- [TEXT PASSAGE]
>>>
I'm trying to use a dockerized version of nginx as a proxy server for my node (ExpressJS) application. Without any configuration to nginx and publishing port 80 for the container, I am able to see the default nginx landing page. So I know that much is working.
Now I can mount my sites-enabled directory that contains the configuration for proxy_pass localhost:3000. I have my node application running locally (not in any Docker container) and I can access it via port 3000 (i.e. localhost:3000). However, I would assume that with nginx container running, mapped to port 80, and proxying my localhost:3000, that I would be able to see my very simple (hello world) application. Instead I receive a 502.
<<<
- [COLLECTED MATERIAL]
>>>
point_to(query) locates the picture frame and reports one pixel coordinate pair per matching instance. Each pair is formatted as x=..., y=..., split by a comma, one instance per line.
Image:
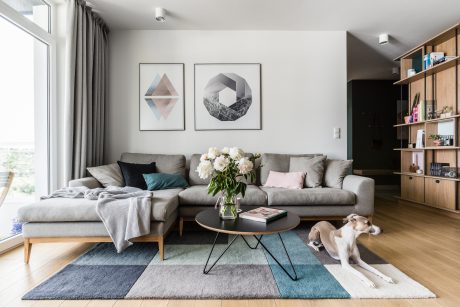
<<<
- [REQUIRED TASK A] List every software tool or framework named in the nginx proxy post.
- [REQUIRED TASK B] In the nginx proxy post, what does the writer receive instead of seeing the hello world application?

- [EXERCISE RESULT A] nginx, Docker, node, ExpressJS

- [EXERCISE RESULT B] A 502.